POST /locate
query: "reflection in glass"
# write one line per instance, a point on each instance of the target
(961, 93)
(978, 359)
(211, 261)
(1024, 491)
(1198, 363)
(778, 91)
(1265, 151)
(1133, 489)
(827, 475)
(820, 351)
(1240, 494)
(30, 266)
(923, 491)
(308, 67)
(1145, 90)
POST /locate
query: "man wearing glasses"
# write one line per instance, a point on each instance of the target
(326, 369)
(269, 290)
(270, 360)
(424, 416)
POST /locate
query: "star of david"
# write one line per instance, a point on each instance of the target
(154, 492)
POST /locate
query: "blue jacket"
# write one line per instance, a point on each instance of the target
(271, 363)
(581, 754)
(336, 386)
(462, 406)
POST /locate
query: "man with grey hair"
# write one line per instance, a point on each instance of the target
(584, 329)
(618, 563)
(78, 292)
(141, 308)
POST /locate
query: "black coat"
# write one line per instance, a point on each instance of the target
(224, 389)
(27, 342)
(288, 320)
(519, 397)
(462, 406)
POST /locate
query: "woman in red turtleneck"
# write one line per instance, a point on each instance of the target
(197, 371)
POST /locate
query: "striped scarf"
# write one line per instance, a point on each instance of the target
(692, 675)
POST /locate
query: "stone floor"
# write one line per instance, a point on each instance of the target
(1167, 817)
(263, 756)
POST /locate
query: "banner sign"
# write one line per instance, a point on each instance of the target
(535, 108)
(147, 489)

*-*-*

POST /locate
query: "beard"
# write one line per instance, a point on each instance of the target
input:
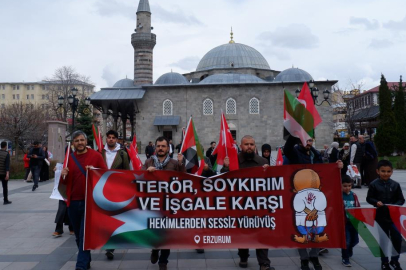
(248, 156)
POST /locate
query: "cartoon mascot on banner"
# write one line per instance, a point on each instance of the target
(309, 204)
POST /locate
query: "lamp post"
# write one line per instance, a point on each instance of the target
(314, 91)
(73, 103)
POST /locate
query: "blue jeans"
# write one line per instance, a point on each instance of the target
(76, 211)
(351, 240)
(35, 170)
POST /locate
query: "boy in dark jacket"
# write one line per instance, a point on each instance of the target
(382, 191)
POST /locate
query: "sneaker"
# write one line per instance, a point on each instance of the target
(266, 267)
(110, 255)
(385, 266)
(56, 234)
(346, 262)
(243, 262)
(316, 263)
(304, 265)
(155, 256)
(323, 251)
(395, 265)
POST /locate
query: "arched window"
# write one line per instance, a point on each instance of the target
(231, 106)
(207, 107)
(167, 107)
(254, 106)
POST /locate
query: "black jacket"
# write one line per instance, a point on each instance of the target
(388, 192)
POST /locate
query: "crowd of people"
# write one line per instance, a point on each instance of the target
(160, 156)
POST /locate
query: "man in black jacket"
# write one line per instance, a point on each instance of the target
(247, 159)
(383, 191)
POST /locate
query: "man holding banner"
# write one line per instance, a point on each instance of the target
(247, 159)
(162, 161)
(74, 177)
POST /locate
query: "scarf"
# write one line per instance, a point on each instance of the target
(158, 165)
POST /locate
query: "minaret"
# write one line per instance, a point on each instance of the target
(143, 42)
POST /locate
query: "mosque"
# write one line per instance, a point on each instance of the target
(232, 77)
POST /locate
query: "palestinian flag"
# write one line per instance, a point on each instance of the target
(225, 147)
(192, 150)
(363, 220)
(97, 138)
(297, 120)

*-*-*

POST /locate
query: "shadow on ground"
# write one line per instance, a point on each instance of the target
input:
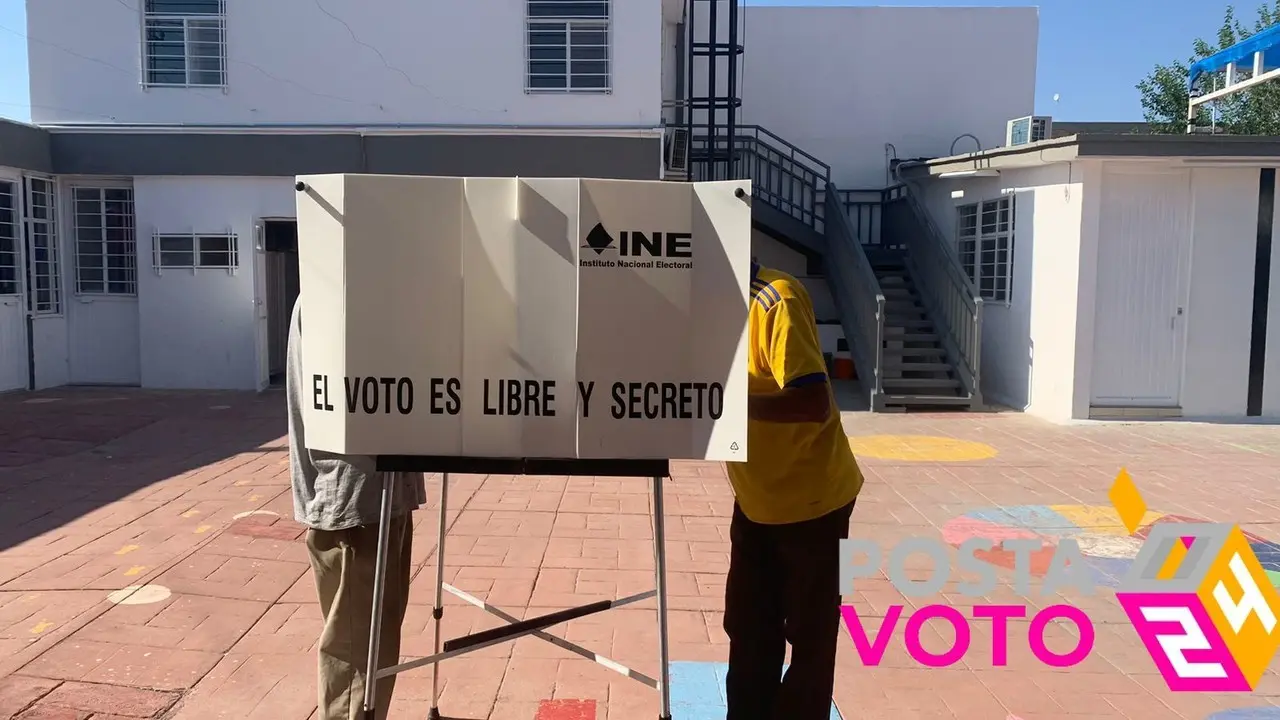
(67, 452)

*-*-*

TO DO: Report how many lines in the data above contain the string "banner", matching case exactly. Give only the number.

SOLUTION TO THIS PROBLEM: 3